Dr. Chikwe: Kim, this is really important. I’m going to tell you two things. The first thing is that we call pregnancies nature’s stress test, and that’s because by about 24 weeks, your heart is doing 45, 50% more work than it’s doing right now, and by the time you’re ready to give birth, it’s doing 80% more work. That’s one of the reasons why cardiovascular disease is the number one cause of maternal death during pregnancy or childbirth. The second thing to know is that you can avoid being one of those awful statistics with planning. At Cedars-Sinai, for example, we would offer you a preconception cardiology consultation, and it’s all about understanding your risk and managing your risk so that your pregnancy and childbirth is absolutely safe, and you and your baby are healthy and sound.
Adam: Kim, thanks so much for asking that question, and Dr. Chikwe, thanks for answering it. I know that’s going to help a lot of women out there who are thinking about getting pregnant and have heart valve disease. Thank you both. Moving on to Laura’s question, Dr. Chikwe. She writes, “I had tissue aortic valve replacement ten years ago and may require a re-replacement. I’ve heard that to get a TAVR valve-in-valve, the patient needs a large surgical valve to implant the TAVR. As a woman, I’m smaller. Can I get TAVR for my valve re-replacement?”
────────────────
Instructions:
[a] Rewrite the heart valve transcript between "Dr. Chikwe: Kim, this" and "healthy and sound.", inclusive, with "stress test" replaced by "endurance test".
[b] List every person named in the heart valve transcript.
The records have nothing to do with the heart valve transcript.
────────────────
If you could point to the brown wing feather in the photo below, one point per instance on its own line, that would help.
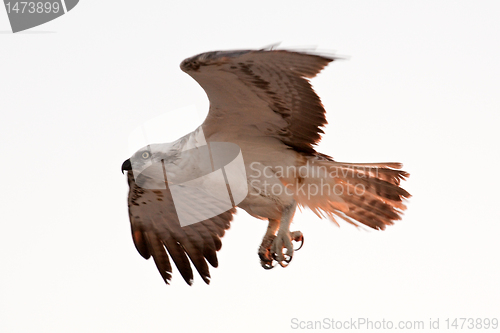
(156, 230)
(276, 81)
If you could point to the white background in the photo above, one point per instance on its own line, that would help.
(421, 86)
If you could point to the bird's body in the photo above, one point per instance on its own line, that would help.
(260, 101)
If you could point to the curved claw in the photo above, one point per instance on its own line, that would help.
(297, 237)
(267, 264)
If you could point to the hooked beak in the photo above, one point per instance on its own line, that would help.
(127, 165)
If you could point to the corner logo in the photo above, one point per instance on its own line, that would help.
(28, 14)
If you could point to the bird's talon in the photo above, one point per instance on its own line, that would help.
(297, 236)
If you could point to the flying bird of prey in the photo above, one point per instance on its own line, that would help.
(262, 103)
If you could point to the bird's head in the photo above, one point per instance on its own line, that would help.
(153, 165)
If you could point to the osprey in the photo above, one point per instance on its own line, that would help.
(258, 140)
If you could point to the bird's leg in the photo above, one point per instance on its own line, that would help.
(266, 259)
(281, 248)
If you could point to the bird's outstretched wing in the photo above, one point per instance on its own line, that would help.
(156, 230)
(262, 92)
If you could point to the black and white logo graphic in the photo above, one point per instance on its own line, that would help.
(28, 14)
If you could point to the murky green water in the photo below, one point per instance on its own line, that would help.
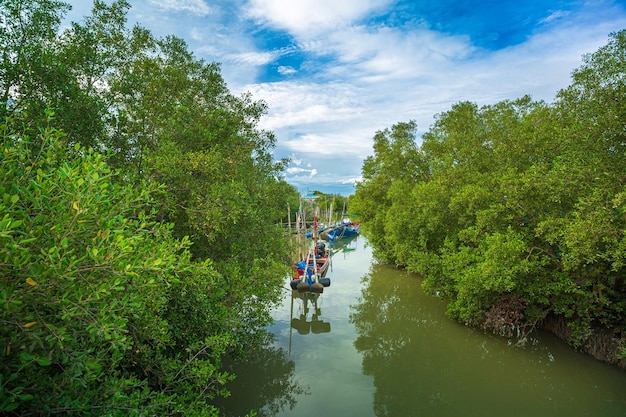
(373, 344)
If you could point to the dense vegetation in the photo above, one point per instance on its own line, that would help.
(136, 220)
(515, 212)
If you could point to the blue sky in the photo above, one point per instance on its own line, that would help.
(333, 72)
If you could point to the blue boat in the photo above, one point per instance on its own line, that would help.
(345, 229)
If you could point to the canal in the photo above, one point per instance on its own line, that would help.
(373, 344)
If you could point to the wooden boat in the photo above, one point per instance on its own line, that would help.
(309, 274)
(345, 229)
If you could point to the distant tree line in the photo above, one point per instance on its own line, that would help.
(515, 212)
(139, 218)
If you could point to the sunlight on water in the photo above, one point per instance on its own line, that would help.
(373, 344)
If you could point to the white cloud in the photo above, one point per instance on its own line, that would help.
(286, 70)
(310, 17)
(197, 7)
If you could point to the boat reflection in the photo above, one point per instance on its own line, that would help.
(305, 304)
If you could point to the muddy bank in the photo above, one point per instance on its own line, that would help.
(603, 344)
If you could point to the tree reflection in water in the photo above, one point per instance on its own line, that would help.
(386, 319)
(308, 304)
(265, 382)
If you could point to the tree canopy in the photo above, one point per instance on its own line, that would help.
(139, 218)
(513, 211)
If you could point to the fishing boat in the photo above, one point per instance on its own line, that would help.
(345, 229)
(309, 274)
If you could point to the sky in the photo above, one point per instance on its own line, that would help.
(335, 72)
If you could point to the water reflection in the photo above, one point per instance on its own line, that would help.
(306, 302)
(265, 383)
(426, 365)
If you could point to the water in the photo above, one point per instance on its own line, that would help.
(373, 344)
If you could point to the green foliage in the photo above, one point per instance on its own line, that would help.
(102, 310)
(139, 244)
(515, 210)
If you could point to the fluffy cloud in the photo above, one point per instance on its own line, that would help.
(197, 7)
(311, 17)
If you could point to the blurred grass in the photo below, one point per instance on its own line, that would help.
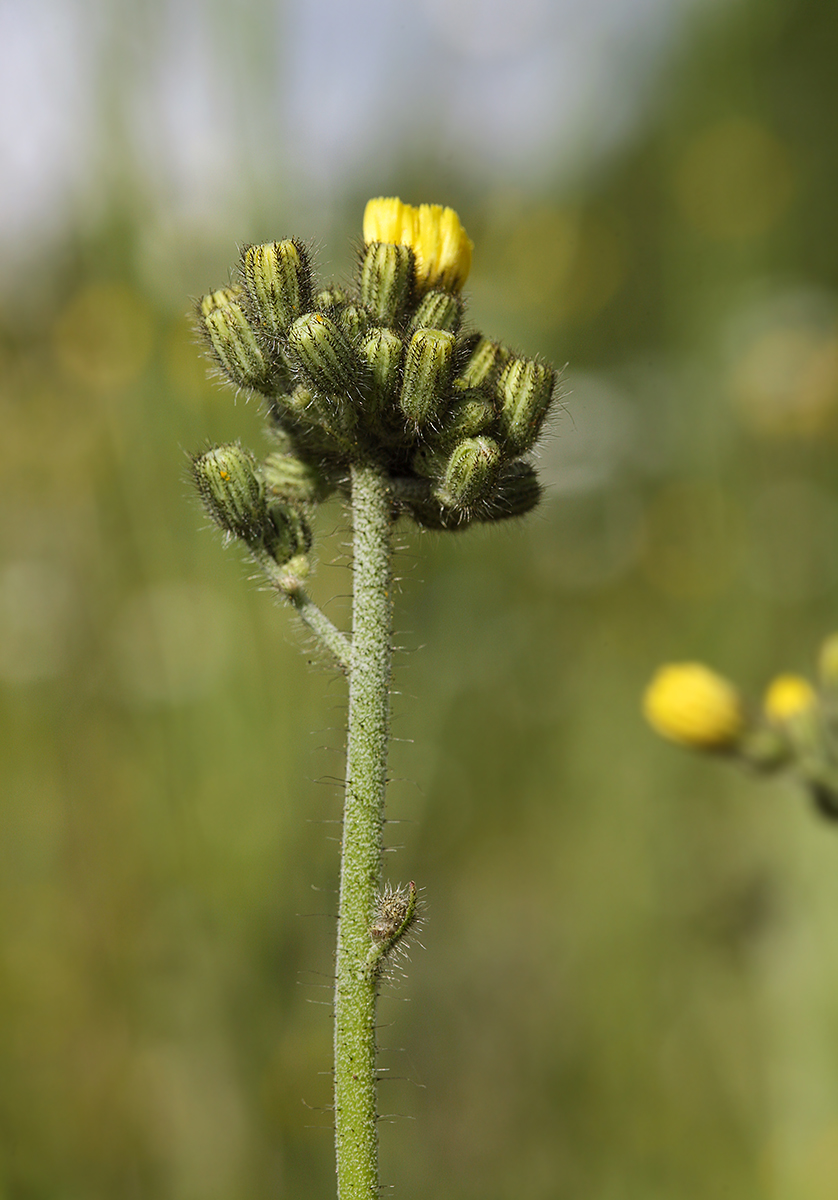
(629, 978)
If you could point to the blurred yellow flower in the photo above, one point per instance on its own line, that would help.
(788, 696)
(827, 661)
(441, 245)
(695, 707)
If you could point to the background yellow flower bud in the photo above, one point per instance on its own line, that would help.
(692, 705)
(788, 696)
(441, 245)
(827, 661)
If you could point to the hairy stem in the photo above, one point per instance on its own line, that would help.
(355, 1111)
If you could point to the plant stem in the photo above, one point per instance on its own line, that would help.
(355, 1109)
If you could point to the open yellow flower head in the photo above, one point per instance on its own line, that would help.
(827, 661)
(695, 707)
(788, 696)
(442, 247)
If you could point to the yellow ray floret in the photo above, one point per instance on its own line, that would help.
(788, 696)
(692, 705)
(442, 247)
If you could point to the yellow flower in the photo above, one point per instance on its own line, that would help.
(789, 696)
(827, 661)
(442, 247)
(689, 703)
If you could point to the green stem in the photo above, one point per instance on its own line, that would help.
(355, 1110)
(328, 634)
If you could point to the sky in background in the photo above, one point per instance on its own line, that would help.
(197, 107)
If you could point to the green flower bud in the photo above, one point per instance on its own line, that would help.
(354, 321)
(429, 462)
(387, 279)
(470, 473)
(382, 351)
(324, 353)
(471, 414)
(516, 492)
(525, 390)
(438, 310)
(233, 491)
(277, 281)
(330, 298)
(291, 534)
(233, 340)
(486, 360)
(291, 478)
(432, 515)
(428, 369)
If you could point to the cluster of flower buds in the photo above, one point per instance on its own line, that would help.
(796, 729)
(382, 372)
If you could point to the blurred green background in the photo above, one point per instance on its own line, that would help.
(628, 988)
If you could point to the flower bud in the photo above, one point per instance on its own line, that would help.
(470, 473)
(789, 697)
(233, 341)
(516, 492)
(437, 310)
(486, 360)
(695, 707)
(233, 491)
(442, 249)
(471, 414)
(330, 298)
(291, 478)
(827, 663)
(289, 533)
(387, 280)
(428, 366)
(382, 351)
(277, 280)
(525, 389)
(324, 353)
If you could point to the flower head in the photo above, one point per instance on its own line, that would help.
(789, 696)
(441, 245)
(695, 707)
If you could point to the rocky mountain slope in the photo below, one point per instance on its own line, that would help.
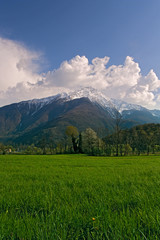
(28, 121)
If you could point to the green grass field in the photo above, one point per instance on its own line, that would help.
(58, 197)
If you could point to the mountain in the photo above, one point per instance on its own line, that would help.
(29, 121)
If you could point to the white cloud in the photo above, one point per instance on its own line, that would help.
(16, 64)
(19, 79)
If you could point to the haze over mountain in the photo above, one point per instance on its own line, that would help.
(28, 121)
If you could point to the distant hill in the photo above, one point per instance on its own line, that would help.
(27, 122)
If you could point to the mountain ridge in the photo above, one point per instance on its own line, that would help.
(27, 121)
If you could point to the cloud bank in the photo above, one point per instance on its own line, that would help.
(19, 78)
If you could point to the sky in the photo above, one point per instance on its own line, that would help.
(52, 46)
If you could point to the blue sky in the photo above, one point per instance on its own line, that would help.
(59, 30)
(62, 29)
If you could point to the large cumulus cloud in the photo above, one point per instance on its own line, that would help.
(20, 80)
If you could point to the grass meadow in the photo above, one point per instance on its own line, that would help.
(79, 197)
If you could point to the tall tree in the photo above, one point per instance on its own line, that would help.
(72, 132)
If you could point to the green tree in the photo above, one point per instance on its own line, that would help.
(72, 132)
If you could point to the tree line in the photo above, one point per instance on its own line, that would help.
(142, 139)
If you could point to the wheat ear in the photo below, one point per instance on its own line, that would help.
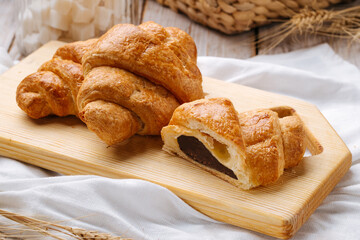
(45, 228)
(340, 24)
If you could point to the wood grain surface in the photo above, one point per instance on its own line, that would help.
(65, 145)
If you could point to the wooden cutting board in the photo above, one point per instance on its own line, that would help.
(65, 145)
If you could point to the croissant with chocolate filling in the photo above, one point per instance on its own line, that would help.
(135, 77)
(247, 149)
(54, 87)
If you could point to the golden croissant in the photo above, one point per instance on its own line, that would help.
(135, 77)
(54, 87)
(247, 149)
(130, 81)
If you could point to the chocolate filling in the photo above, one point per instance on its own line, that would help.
(194, 149)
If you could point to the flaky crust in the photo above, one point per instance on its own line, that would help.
(150, 104)
(54, 87)
(75, 51)
(255, 141)
(164, 56)
(51, 90)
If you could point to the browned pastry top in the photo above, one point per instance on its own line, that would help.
(152, 103)
(263, 141)
(264, 147)
(217, 114)
(165, 56)
(74, 51)
(43, 93)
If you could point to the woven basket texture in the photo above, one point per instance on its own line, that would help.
(234, 16)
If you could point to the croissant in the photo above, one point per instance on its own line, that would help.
(135, 77)
(54, 87)
(247, 149)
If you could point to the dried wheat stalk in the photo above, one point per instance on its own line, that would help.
(340, 24)
(49, 229)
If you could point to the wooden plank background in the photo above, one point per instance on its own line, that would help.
(209, 42)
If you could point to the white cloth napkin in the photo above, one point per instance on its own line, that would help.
(142, 210)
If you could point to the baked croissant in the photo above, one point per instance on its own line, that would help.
(135, 77)
(247, 149)
(54, 87)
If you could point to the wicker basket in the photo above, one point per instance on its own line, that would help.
(234, 16)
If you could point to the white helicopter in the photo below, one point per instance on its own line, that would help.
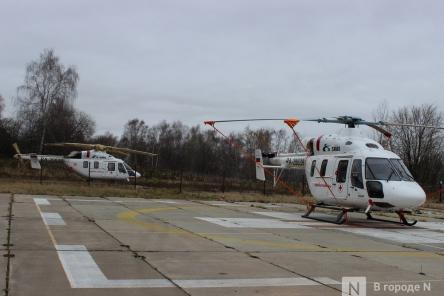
(346, 171)
(93, 163)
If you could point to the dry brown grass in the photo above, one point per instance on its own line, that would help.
(104, 189)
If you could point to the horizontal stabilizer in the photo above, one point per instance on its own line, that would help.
(35, 163)
(260, 173)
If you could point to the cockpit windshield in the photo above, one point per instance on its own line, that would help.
(129, 170)
(386, 169)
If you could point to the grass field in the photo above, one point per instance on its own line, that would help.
(79, 187)
(103, 189)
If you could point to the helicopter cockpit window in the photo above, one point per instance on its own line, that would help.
(129, 170)
(313, 167)
(111, 166)
(323, 167)
(401, 169)
(121, 168)
(356, 174)
(380, 169)
(371, 145)
(341, 173)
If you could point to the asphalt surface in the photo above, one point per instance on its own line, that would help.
(123, 246)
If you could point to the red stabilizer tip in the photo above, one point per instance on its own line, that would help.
(291, 122)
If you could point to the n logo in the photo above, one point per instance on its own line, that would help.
(354, 286)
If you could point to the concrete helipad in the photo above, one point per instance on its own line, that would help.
(56, 245)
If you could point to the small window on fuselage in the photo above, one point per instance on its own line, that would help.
(313, 167)
(121, 168)
(356, 174)
(341, 173)
(323, 167)
(111, 166)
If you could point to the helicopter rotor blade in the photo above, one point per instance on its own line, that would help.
(381, 130)
(410, 125)
(100, 147)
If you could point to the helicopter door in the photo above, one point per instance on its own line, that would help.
(112, 170)
(340, 184)
(357, 190)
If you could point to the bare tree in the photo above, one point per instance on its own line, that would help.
(2, 105)
(420, 148)
(381, 113)
(47, 82)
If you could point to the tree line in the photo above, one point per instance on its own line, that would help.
(46, 113)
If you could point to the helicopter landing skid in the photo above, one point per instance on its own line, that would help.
(341, 218)
(402, 218)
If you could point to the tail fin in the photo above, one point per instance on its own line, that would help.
(260, 174)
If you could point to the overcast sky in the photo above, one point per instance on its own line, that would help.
(195, 60)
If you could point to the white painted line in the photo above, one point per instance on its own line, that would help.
(41, 201)
(224, 204)
(255, 282)
(431, 225)
(83, 272)
(297, 217)
(412, 236)
(252, 223)
(165, 201)
(52, 219)
(282, 215)
(326, 281)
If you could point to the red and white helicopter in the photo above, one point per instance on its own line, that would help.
(347, 171)
(95, 162)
────────────────
Answer set:
[a]
Dr. Chikwe: Kim, this is really important. I’m going to tell you two things. The first thing is that we call pregnancies nature’s endurance test, and that’s because by about 24 weeks, your heart is doing 45, 50% more work than it’s doing right now, and by the time you’re ready to give birth, it’s doing 80% more work. That’s one of the reasons why cardiovascular disease is the number one cause of maternal death during pregnancy or childbirth. The second thing to know is that you can avoid being one of those awful statistics with planning. At Cedars-Sinai, for example, we would offer you a preconception cardiology consultation, and it’s all about understanding your risk and managing your risk so that your pregnancy and childbirth is absolutely safe, and you and your baby are healthy and sound.

[b] Dr. Chikwe, Kim, Adam, Laura